## BEGIN EXTRACTED RECORDS

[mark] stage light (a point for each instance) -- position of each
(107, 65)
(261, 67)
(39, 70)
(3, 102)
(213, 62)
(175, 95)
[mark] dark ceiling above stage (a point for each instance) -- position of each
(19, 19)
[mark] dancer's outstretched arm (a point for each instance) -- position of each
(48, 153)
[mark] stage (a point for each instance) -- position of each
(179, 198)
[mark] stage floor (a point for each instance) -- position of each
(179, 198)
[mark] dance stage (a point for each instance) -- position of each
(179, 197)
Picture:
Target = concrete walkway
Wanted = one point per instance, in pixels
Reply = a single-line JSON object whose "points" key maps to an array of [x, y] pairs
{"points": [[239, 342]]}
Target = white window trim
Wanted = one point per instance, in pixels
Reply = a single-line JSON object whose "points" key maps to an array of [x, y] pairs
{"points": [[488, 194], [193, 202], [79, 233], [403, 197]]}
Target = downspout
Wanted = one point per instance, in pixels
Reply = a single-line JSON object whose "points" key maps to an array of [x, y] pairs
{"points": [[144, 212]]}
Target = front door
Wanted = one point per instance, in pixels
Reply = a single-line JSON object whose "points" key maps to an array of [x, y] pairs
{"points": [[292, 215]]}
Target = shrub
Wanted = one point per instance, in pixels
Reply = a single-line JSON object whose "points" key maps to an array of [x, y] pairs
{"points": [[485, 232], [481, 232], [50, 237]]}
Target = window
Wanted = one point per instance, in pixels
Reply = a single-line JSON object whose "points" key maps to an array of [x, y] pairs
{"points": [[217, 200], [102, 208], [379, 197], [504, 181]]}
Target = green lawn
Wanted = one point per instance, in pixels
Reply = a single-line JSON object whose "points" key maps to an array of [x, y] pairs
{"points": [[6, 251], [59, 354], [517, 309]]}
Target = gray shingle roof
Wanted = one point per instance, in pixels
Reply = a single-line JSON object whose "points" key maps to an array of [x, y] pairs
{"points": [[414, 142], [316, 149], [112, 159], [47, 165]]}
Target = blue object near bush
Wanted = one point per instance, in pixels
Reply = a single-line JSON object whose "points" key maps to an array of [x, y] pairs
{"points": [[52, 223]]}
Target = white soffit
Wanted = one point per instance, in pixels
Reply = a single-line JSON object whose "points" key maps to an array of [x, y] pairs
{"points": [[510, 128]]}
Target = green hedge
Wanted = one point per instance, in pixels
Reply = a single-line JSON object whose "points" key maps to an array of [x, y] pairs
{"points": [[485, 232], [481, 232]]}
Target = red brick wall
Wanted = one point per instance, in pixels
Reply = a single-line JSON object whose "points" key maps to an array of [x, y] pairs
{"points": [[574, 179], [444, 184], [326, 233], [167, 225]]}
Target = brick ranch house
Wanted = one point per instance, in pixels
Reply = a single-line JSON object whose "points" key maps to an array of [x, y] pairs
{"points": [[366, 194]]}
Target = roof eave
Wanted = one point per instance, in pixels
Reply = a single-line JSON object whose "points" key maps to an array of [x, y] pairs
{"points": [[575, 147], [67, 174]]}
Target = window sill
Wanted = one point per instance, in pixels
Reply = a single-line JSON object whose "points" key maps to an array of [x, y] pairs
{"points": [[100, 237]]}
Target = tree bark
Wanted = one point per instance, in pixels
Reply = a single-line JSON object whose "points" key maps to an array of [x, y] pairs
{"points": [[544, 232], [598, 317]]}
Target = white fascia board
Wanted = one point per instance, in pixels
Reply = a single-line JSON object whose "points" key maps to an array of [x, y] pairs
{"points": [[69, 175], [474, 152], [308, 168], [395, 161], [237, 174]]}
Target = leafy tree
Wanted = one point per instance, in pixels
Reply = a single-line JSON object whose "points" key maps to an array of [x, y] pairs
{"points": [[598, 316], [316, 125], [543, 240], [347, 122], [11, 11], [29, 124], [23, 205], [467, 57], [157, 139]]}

## END EXTRACTED RECORDS

Transcribe the full listing above without leaving anything out.

[mark] stage light (a point for each instance) -- position of each
(107, 65)
(261, 67)
(39, 70)
(3, 102)
(213, 62)
(175, 95)
[mark] dark ceiling above stage (a point for each instance) -- position of each
(19, 19)
[mark] dancer's outstretched arm (a point for each instance) -- position of each
(48, 153)
[mark] stage (a point for each instance) -- position of each
(179, 198)
[mark] stage floor (a point for each instance) -- position of each
(179, 198)
[mark] dance stage (a point for each instance) -- position of each
(179, 197)
Picture:
Target = concrete walkway
Wanted = one point per instance, in pixels
Reply = a single-line JSON object whose "points" key maps to an array of [x, y] pairs
{"points": [[239, 342]]}
Target = white window trim
Wanted = one point per instance, in pixels
Reply = a single-line JSON object whose "points" key maps to an array of [x, y] pairs
{"points": [[488, 194], [193, 202], [79, 233], [403, 197]]}
Target = downspout
Wanted = one point per instance, in pixels
Reply = a single-line JSON object whose "points" key maps to an array of [x, y] pairs
{"points": [[144, 212]]}
Target = front door
Wanted = one point per instance, in pixels
Reply = a single-line JSON object whose "points" key maps to an array of [x, y] pairs
{"points": [[292, 215]]}
Target = shrub
Wanted = one point per instance, in pixels
Reply = a single-line JSON object whose "points" key maps to an array of [x, y] pairs
{"points": [[485, 232], [481, 232], [50, 237]]}
Target = window
Wanted = one point per instance, in pixels
Reply = a single-line JSON object whose "points" key maps to an array of [x, y] pairs
{"points": [[217, 200], [102, 208], [379, 197], [504, 181]]}
Target = green lawn
Wanted = one point per instance, in pixels
Reply = a single-line JSON object whose "points" key maps to an array of [x, y] pairs
{"points": [[6, 251], [59, 354], [517, 309]]}
Target = gray shingle roof
Wanted = one point per instance, in pixels
Reply = a single-line JSON object whose "points" key maps to an array of [x, y] pairs
{"points": [[414, 142], [316, 149], [112, 159], [47, 165]]}
Target = blue object near bush
Wanted = one point per instance, in pixels
Reply = a single-line JSON object whose "points" key maps to an array of [x, y] pairs
{"points": [[52, 223]]}
Target = white soffit
Wanted = one point per instance, in pixels
Reply = a single-line JSON object whose "points" key maps to an array of [x, y] pairs
{"points": [[510, 128]]}
Target = green hedge
Wanted = one point per instance, in pixels
Reply = a single-line JSON object whose "points" key maps to an array of [x, y] pairs
{"points": [[485, 232], [481, 232]]}
Target = red brick wall
Wanted = one point per instance, in pixels
Reply = a single-line JSON object whose "points" key maps to an array of [x, y] pairs
{"points": [[574, 179], [444, 184], [326, 233], [167, 225]]}
Target = brick ranch house
Wanted = one point per instance, in pixels
Reply = a single-line JSON object whose "points" key maps to an array of [x, y] pairs
{"points": [[366, 194]]}
Target = roof eave
Wanted = one point per instance, in pixels
Reply = a single-line JSON object whose "points" key maps to an array of [x, y] pairs
{"points": [[575, 147], [67, 174]]}
Target = window sill
Wanted = one point per instance, in pixels
Reply = a single-line JSON object whose "points" key maps to an array of [x, y] pairs
{"points": [[100, 237]]}
Target = tree bark
Wanted = one point per instance, in pixels
Reply = a single-line JSON object whose "points" key maps to an array of [x, y] pairs
{"points": [[544, 232], [598, 317]]}
Target = white fascia board
Wanted = one point per instance, in pixels
Reply = a single-line JSON object whose "points" key maps to an array of [x, y] pairs
{"points": [[69, 175], [474, 152], [308, 168], [395, 161], [237, 174]]}
Target = leafy tree
Wanted = one point per instance, in pixels
Reply = a single-line JSON object whose "points" key maps to an array of [x, y] pairs
{"points": [[598, 316], [316, 125], [543, 240], [347, 122], [11, 11], [29, 124], [23, 205], [467, 57], [157, 139]]}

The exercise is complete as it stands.